- _WHAT YOU WILL DO_
Determine the number of lines in the listing that include the string "chrome"; the reply consists of that number only.

- _PROVIDED DATA_
-=-=-

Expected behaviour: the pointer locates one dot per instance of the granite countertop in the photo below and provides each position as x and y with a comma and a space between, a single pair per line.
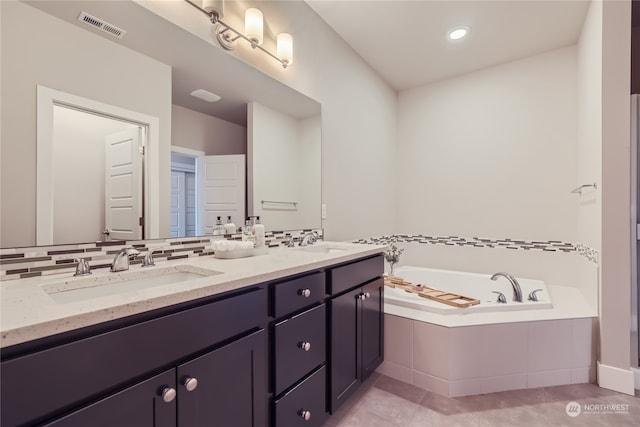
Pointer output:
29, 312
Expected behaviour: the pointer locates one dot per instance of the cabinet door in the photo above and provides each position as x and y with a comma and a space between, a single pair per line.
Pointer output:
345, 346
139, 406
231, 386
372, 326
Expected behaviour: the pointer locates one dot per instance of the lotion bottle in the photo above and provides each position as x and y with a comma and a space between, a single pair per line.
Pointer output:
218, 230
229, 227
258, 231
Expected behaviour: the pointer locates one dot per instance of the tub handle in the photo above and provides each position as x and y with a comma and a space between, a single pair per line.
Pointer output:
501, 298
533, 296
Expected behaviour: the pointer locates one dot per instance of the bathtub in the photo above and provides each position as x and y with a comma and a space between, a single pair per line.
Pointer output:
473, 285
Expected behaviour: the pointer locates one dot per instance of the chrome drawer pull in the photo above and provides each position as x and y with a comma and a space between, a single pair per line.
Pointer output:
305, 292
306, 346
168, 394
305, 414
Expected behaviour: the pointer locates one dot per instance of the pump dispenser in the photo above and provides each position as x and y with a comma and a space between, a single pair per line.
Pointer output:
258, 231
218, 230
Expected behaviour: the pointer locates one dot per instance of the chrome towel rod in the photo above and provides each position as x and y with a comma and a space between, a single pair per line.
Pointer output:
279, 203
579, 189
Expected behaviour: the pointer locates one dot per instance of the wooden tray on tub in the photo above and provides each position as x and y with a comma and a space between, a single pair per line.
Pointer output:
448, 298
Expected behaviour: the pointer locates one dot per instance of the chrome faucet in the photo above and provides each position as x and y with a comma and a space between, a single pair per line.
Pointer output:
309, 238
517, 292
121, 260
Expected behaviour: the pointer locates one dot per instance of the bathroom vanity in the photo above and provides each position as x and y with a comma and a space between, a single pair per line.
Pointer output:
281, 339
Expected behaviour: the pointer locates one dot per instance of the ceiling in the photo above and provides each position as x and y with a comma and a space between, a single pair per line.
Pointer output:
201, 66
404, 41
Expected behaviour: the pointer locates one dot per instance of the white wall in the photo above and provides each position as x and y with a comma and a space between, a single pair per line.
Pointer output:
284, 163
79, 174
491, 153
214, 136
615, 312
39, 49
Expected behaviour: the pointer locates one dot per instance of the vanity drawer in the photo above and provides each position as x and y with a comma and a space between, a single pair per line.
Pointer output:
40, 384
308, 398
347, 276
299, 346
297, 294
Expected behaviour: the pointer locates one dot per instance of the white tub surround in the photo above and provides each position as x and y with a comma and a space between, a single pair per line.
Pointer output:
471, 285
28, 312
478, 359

-=-=-

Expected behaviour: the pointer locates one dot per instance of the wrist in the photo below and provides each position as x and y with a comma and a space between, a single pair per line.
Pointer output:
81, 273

-=-=-

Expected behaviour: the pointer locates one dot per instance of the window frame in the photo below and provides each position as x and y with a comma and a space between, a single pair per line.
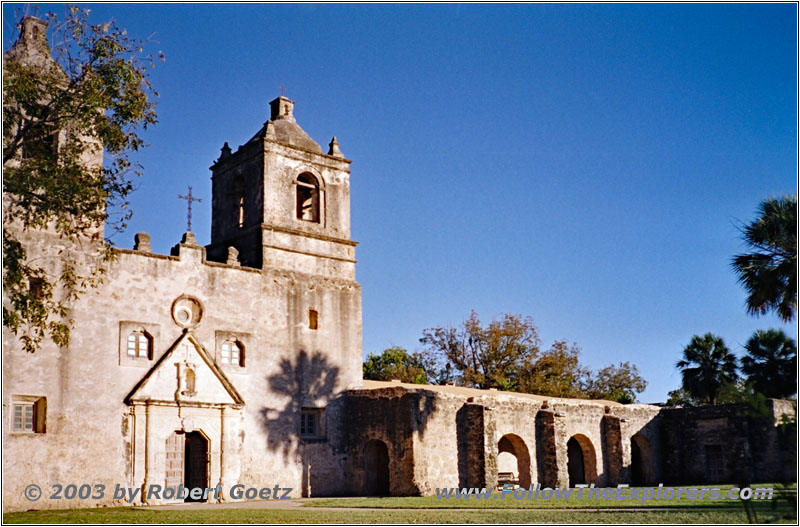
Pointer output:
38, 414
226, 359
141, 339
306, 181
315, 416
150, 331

-=-=-

- _WRITTEN ANSWER_
3